Instructions for the task:
Display each line of the records that contains the string "rough".

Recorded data
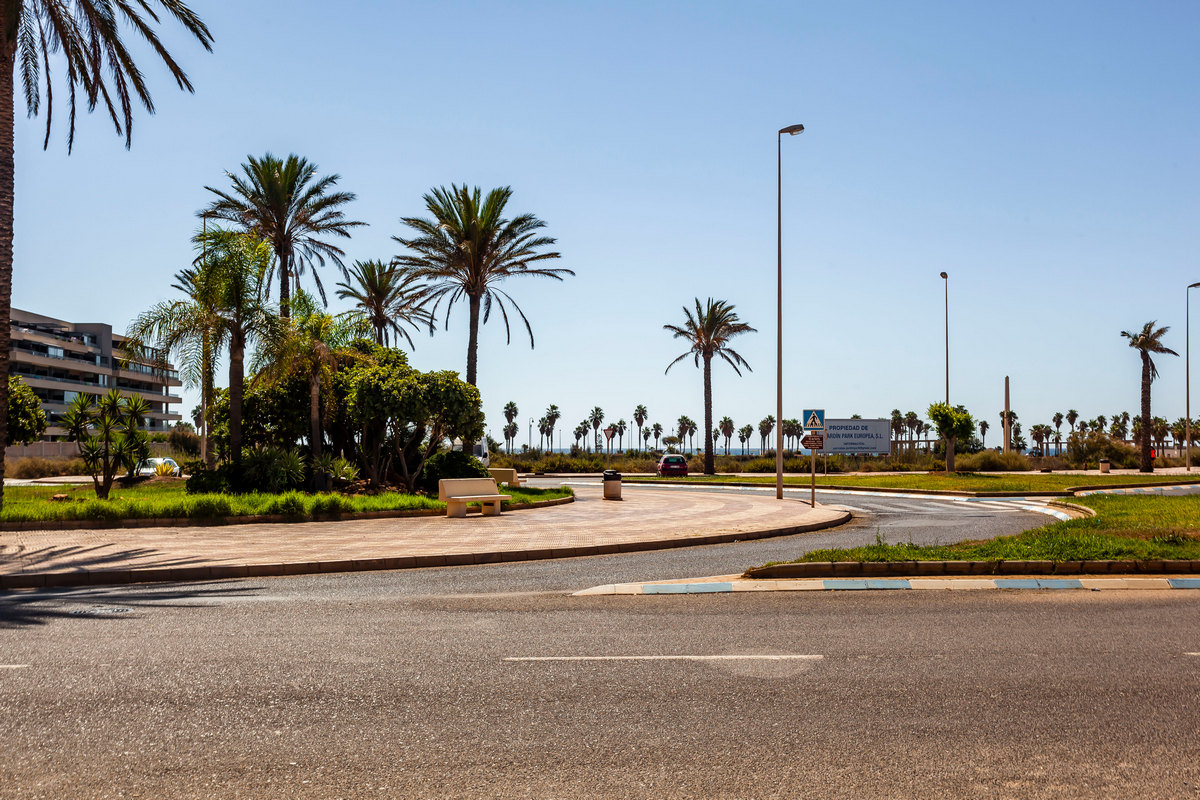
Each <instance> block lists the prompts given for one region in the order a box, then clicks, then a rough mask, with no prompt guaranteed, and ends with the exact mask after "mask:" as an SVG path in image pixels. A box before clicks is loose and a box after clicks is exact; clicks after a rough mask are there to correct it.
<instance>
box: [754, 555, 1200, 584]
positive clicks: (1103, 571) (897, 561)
mask: <svg viewBox="0 0 1200 800" xmlns="http://www.w3.org/2000/svg"><path fill="white" fill-rule="evenodd" d="M1164 573H1165V575H1195V573H1200V561H1190V560H1165V559H1160V560H1146V561H1117V560H1103V561H1099V560H1098V561H805V563H803V564H775V565H772V566H760V567H754V569H750V570H746V571H745V572H744V573H743V576H742V577H744V578H746V579H785V581H787V579H797V578H876V577H900V576H905V577H908V576H917V577H926V576H929V577H941V576H996V575H1025V576H1028V575H1034V576H1036V575H1091V576H1104V575H1164Z"/></svg>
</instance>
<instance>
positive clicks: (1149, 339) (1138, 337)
mask: <svg viewBox="0 0 1200 800" xmlns="http://www.w3.org/2000/svg"><path fill="white" fill-rule="evenodd" d="M1154 325H1157V323H1156V321H1153V320H1151V321H1148V323H1146V324H1145V325H1144V326H1142V329H1141V330H1140V331H1121V336H1123V337H1126V338H1127V339H1129V347H1132V348H1133V349H1135V350H1138V353H1139V355H1140V356H1141V429H1142V432H1148V431H1152V426H1153V421H1152V417H1151V414H1150V384H1151V383H1152V381H1153V380H1154V378H1158V367H1157V366H1154V361H1153V359H1151V357H1150V356H1151V354H1152V353H1163V354H1166V355H1178V353H1176V351H1175V350H1172V349H1170V348H1169V347H1166V345H1165V344H1163V336H1165V335H1166V331H1169V330H1171V329H1170V327H1168V326H1165V325H1164V326H1163V327H1158V329H1156V327H1154ZM1150 440H1151V437H1148V435H1144V437H1142V438H1141V468H1140V470H1139V471H1142V473H1153V471H1154V462H1153V459H1152V458H1151V457H1150Z"/></svg>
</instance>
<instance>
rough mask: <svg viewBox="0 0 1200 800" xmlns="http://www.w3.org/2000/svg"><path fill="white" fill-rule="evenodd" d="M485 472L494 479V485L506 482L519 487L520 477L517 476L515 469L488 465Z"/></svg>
mask: <svg viewBox="0 0 1200 800" xmlns="http://www.w3.org/2000/svg"><path fill="white" fill-rule="evenodd" d="M487 473H488V474H490V475H491V476H492V479H493V480H494V481H496V485H497V486H499V485H500V483H508V485H509V486H515V487H517V488H521V479H520V477H517V470H515V469H508V468H505V467H488V468H487Z"/></svg>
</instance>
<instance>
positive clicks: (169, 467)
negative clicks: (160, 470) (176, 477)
mask: <svg viewBox="0 0 1200 800" xmlns="http://www.w3.org/2000/svg"><path fill="white" fill-rule="evenodd" d="M160 465H164V467H169V468H170V473H169V474H170V475H174V476H175V477H179V476H180V475H181V474H182V473H184V470H182V469H180V467H179V464H176V463H175V459H174V458H146V459H145V461H144V462H142V463H140V464H138V475H140V476H142V477H154V476H155V475H161V474H162V473H160V470H158V468H160Z"/></svg>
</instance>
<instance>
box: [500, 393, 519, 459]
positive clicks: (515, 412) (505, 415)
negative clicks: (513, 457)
mask: <svg viewBox="0 0 1200 800" xmlns="http://www.w3.org/2000/svg"><path fill="white" fill-rule="evenodd" d="M517 414H520V411H518V410H517V404H516V403H514V402H512V401H509V402H508V403H505V404H504V421H505V422H508V425H505V426H504V435H505V437H508V440H509V453H511V452H512V440H514V439H515V438H516V435H517V426H516V422H515V420H516V419H517ZM510 427H511V428H512V435H509V428H510Z"/></svg>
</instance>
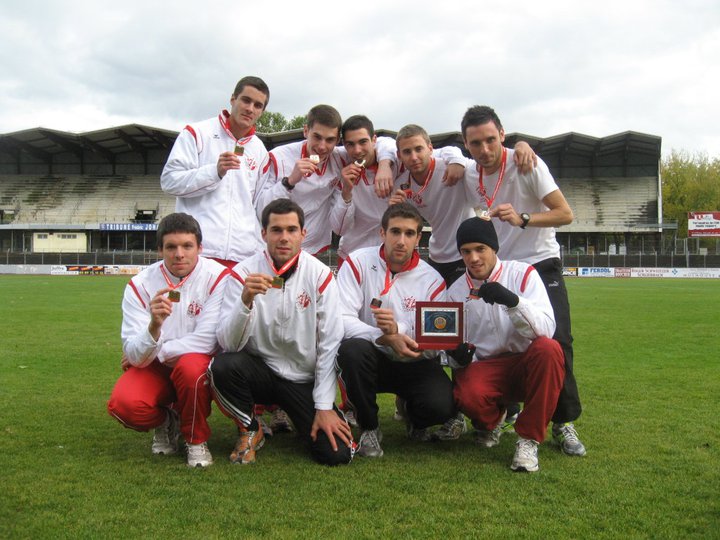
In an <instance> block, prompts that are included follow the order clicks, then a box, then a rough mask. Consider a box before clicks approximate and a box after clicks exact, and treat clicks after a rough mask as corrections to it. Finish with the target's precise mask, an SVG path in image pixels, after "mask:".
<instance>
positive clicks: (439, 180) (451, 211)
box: [390, 124, 535, 286]
mask: <svg viewBox="0 0 720 540" xmlns="http://www.w3.org/2000/svg"><path fill="white" fill-rule="evenodd" d="M396 143H397V156H398V158H399V160H400V162H401V164H402V170H401V174H400V176H398V178H396V179H395V187H396V190H395V192H394V193H393V195H392V197H391V198H390V204H396V203H398V202H403V201H408V202H409V203H410V204H412V205H413V206H415V207H416V208H417V209H418V211H419V212H420V214H421V215H422V216H423V217H424V218H425V219H426V220H427V221H428V223H429V224H430V227H431V228H432V236H430V245H429V247H430V259H429V262H430V265H431V266H432V267H433V268H435V270H437V271H438V272H440V275H441V276H442V277H443V279H444V280H445V282H446V283H447V284H448V286H449V285H450V284H452V283H453V282H454V281H455V280H456V279H457V278H458V277H460V276H461V275H462V274H463V273H464V272H465V267H464V266H463V264H462V260H461V259H458V258H457V250H456V248H455V232H456V231H457V229H458V227H459V225H460V223H462V222H463V221H464V220H465V219H467V218H469V217H472V216H473V215H474V211H473V205H472V200H473V198H472V195H473V194H472V190H471V189H470V188H469V187H468V185H467V183H466V182H460V183H458V184H452V183H446V182H444V181H443V179H444V177H445V174H446V170H447V167H448V163H449V162H448V161H446V160H445V159H443V158H442V157H439V156H433V147H432V144H431V142H430V137H429V136H428V134H427V132H426V131H425V130H424V129H423V128H422V127H420V126H418V125H415V124H409V125H407V126H405V127H403V128H401V129H400V131H398V134H397V137H396ZM518 145H519V154H518V158H517V159H518V160H520V161H521V162H522V166H523V167H524V168H527V169H529V168H531V166H532V162H533V159H534V157H535V155H534V153H533V152H532V150H531V149H530V147H529V146H528V145H527V143H524V142H522V141H521V142H519V143H518Z"/></svg>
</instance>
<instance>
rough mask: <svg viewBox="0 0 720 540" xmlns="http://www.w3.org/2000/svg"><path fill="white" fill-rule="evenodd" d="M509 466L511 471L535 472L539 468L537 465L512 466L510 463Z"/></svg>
mask: <svg viewBox="0 0 720 540" xmlns="http://www.w3.org/2000/svg"><path fill="white" fill-rule="evenodd" d="M510 468H511V469H512V470H513V472H537V471H539V470H540V466H539V465H536V466H535V467H514V466H513V465H510Z"/></svg>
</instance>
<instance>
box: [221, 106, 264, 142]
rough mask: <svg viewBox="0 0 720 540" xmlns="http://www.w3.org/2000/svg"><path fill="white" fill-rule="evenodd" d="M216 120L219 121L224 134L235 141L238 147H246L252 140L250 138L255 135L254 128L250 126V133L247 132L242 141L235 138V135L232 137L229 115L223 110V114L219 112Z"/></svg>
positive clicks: (224, 110)
mask: <svg viewBox="0 0 720 540" xmlns="http://www.w3.org/2000/svg"><path fill="white" fill-rule="evenodd" d="M218 120H220V125H221V126H222V127H223V129H224V130H225V133H227V134H228V135H230V137H232V138H233V139H235V141H236V142H235V144H237V145H240V146H244V145H246V144H247V143H249V142H250V139H252V136H253V135H255V126H252V127H251V128H250V131H248V133H247V135H245V137H243V138H242V139H237V138H236V137H235V135H233V132H232V131H231V130H230V113H229V112H227V111H225V110H223V112H221V113H220V114H219V115H218Z"/></svg>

Result below:
Each <instance> block lists the prompts given for one region in the order a box, then clicks, then a rough mask, with no prompt guaranteed, and ends with the exact mask after "mask:" as an SVG path in image pixels. A box before clicks is loose and a box after clicks is exact; clicks after a rough mask are there to correct it.
rough mask: <svg viewBox="0 0 1200 800" xmlns="http://www.w3.org/2000/svg"><path fill="white" fill-rule="evenodd" d="M485 472L494 479V485L506 482L519 487L520 477L517 476L515 469L488 465Z"/></svg>
In an <instance> block, prompts that are included follow the order clicks, then a box, then a rough mask. Consider a box before clicks approximate and a box after clicks exact, and treat clicks after a rough mask as corrections to it. Finish with the target's precise mask, an SVG path in image pixels, after "mask:".
rough mask: <svg viewBox="0 0 720 540" xmlns="http://www.w3.org/2000/svg"><path fill="white" fill-rule="evenodd" d="M509 466L511 471L535 472L539 468L537 465L512 466L510 463Z"/></svg>
rough mask: <svg viewBox="0 0 720 540" xmlns="http://www.w3.org/2000/svg"><path fill="white" fill-rule="evenodd" d="M216 120L219 121L224 134L235 141L238 147H246L252 140L250 138L255 135L254 128L250 126V133L247 132L242 141L235 138V135L232 137L229 115L223 110V114L219 112Z"/></svg>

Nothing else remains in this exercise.